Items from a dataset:
»»

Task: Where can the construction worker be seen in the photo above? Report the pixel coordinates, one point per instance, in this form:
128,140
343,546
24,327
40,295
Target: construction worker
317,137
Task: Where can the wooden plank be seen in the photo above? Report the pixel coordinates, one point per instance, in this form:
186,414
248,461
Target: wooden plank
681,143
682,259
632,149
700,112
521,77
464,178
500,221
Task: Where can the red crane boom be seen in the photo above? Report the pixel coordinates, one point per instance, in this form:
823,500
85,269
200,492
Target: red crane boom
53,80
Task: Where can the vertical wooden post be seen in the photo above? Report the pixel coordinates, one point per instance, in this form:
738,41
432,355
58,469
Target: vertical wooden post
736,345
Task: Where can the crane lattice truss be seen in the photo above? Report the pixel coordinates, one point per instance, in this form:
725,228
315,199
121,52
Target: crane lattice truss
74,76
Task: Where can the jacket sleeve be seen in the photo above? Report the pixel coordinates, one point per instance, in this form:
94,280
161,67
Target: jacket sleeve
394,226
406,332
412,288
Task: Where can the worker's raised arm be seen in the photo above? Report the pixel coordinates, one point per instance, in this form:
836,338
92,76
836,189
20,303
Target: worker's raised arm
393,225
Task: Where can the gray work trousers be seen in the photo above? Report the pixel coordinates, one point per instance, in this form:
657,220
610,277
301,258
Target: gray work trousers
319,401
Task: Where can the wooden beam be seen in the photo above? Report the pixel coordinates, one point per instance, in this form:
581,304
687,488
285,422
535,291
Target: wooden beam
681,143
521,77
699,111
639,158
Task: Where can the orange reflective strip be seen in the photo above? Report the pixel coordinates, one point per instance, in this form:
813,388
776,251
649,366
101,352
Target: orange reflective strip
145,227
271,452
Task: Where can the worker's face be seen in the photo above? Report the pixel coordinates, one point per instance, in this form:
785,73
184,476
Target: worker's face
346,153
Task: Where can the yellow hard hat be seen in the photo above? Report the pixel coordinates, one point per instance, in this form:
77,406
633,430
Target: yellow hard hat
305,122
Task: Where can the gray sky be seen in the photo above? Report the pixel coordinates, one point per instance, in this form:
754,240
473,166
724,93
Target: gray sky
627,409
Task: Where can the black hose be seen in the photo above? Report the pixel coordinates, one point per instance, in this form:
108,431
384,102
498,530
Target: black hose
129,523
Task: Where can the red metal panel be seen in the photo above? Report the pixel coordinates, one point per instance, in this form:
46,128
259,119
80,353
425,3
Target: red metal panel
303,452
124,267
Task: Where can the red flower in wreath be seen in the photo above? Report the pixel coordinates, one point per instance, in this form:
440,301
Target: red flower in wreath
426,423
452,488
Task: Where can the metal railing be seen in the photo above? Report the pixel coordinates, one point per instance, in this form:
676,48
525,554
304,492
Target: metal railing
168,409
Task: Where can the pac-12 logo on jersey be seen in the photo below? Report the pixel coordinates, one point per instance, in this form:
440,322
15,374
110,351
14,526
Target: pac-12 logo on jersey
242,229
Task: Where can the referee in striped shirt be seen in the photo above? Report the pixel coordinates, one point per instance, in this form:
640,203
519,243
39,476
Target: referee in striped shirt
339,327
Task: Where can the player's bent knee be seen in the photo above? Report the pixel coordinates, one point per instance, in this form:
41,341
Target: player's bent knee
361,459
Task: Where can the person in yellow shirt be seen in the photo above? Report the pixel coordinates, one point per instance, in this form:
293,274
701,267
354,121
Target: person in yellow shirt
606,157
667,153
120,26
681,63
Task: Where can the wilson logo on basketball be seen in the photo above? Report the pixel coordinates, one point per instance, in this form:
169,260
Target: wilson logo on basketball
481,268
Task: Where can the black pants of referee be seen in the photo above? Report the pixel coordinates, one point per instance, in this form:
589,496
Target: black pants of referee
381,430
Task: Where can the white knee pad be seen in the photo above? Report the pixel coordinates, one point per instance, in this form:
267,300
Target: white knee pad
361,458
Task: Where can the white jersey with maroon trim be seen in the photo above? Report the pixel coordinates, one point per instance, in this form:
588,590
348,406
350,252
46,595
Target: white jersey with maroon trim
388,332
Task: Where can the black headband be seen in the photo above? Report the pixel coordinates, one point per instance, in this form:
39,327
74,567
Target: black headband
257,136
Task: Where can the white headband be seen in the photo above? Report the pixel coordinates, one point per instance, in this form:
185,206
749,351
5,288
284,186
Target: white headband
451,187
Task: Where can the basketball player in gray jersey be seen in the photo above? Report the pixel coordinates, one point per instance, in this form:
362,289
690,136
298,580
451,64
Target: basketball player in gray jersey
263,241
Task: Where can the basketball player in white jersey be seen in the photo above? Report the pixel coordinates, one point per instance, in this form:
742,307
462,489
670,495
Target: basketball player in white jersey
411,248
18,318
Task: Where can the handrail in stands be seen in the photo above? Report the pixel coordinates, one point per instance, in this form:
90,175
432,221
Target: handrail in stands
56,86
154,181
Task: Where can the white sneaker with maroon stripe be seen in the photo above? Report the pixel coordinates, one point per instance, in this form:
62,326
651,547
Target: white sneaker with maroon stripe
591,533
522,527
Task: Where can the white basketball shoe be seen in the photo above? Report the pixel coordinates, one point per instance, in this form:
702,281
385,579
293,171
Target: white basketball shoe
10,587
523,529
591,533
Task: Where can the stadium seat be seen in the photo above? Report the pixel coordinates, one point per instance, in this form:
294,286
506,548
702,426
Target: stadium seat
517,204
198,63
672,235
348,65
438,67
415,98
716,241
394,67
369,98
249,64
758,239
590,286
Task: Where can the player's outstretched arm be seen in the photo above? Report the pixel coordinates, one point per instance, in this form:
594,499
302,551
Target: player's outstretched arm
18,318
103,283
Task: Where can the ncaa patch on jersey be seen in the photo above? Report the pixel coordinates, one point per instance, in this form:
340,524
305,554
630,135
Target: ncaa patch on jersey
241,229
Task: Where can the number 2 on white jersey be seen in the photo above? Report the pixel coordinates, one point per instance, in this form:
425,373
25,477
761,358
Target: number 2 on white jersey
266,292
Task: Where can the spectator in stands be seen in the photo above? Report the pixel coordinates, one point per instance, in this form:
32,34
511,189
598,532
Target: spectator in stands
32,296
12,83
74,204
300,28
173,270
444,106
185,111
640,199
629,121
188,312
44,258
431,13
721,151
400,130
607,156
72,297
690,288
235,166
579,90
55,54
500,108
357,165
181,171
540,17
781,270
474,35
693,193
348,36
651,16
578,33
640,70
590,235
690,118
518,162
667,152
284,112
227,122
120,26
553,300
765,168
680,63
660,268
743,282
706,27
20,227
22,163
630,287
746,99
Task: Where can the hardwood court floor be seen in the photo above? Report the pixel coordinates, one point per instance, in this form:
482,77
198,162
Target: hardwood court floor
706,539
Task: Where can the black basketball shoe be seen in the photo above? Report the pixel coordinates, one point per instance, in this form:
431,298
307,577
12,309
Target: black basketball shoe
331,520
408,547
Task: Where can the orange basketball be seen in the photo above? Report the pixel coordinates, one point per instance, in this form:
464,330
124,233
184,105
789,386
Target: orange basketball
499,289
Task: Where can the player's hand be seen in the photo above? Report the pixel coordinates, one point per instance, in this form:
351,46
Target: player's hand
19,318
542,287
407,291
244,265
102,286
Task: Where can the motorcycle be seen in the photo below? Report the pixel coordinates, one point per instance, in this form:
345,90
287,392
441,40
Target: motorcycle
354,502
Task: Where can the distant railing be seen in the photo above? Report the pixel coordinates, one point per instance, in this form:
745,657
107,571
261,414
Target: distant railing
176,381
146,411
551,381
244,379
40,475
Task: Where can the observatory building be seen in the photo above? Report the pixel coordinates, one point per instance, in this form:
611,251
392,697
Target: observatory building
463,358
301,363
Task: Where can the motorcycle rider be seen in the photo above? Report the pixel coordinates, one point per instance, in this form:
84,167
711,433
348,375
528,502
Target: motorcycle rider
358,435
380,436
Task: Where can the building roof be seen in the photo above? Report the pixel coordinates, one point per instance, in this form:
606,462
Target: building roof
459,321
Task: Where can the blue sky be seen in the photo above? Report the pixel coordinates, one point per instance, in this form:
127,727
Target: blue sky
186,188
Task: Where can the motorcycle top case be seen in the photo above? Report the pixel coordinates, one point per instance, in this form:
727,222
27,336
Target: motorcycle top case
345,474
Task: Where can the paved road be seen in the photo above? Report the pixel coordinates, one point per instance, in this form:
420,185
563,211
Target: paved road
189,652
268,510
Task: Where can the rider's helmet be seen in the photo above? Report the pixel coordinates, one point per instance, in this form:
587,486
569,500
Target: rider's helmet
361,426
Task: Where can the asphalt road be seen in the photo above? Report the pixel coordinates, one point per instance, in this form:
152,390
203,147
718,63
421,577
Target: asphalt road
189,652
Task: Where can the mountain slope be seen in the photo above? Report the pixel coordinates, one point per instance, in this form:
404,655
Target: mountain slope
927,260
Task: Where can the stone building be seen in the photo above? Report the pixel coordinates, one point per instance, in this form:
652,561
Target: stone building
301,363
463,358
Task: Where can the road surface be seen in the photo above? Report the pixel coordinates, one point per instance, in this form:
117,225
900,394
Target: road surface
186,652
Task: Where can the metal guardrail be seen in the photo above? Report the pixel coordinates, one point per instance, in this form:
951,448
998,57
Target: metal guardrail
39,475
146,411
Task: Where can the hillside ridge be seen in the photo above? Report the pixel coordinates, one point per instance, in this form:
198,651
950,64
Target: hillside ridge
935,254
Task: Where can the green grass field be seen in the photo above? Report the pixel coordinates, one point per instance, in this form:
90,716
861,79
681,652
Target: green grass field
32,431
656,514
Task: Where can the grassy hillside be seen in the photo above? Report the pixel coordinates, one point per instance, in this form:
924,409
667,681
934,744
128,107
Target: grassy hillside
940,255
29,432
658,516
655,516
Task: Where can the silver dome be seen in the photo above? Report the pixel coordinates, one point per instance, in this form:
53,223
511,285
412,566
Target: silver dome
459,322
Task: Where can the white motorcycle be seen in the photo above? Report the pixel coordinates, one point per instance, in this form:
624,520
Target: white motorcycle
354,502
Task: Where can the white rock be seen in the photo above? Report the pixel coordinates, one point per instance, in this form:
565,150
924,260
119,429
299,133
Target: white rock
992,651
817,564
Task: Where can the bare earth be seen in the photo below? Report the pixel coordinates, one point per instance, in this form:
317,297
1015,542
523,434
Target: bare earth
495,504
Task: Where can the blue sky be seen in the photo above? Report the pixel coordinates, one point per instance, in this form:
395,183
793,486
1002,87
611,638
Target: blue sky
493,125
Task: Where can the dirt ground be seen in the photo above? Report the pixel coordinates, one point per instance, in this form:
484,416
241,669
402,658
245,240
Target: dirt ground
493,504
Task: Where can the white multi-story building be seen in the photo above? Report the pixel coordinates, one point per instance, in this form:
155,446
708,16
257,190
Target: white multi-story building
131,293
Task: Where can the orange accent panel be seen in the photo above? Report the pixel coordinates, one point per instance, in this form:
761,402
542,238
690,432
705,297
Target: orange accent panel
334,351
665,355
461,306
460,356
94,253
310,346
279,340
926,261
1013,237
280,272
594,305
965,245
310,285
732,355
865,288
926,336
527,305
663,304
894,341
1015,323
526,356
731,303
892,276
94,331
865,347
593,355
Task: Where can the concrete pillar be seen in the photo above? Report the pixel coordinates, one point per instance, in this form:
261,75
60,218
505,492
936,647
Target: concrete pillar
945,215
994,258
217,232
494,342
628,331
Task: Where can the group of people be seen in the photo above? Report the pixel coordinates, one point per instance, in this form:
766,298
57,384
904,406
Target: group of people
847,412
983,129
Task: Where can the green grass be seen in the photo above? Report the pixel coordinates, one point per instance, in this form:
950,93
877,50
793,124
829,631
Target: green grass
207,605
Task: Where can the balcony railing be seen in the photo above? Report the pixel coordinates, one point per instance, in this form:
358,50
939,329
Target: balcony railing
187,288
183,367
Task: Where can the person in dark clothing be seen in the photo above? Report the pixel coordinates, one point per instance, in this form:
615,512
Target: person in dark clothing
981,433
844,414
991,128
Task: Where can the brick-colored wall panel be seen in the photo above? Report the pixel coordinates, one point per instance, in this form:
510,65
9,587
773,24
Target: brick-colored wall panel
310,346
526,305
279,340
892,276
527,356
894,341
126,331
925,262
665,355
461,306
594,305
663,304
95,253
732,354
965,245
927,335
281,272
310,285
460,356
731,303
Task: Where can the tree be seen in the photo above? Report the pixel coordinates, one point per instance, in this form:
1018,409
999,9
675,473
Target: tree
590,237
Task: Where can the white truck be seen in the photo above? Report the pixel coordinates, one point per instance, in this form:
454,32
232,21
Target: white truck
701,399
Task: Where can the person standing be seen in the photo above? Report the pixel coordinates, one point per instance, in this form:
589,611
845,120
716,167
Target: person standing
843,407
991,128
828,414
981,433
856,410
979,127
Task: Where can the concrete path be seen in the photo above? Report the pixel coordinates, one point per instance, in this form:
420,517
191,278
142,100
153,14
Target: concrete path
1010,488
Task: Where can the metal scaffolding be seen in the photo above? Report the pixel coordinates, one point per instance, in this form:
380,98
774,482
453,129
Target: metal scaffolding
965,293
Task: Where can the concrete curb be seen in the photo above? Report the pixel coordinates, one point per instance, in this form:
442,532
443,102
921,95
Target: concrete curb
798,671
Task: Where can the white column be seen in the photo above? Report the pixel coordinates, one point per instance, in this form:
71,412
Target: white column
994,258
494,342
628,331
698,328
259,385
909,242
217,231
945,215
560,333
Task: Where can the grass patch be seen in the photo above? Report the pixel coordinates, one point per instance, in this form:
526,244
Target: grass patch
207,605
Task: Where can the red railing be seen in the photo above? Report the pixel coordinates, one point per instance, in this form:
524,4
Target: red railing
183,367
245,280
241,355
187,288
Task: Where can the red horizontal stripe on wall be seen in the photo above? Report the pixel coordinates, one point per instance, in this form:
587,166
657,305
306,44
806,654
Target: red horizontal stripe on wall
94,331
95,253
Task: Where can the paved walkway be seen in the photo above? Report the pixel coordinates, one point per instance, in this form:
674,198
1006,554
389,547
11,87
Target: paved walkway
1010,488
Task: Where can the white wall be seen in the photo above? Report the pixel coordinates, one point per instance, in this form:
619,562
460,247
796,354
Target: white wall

««

Given task » Rewrite the records from the line holding "Task: Where can the paved walkway" through the last line, inclusive, swapping "walkway" for "sidewalk" and leaving everything else as it is.

Task output »
Task: Where can the paved sidewalk be seen in the photo above? Report the pixel coordinates, one point per instance, in this form:
674,198
1006,554
389,547
11,87
Target: paved sidewalk
1010,488
Task: Where can the white wall be seen in the photo above? Report the pixel coordinates, one point per instance, in this form:
619,562
460,247
796,354
Target: white wall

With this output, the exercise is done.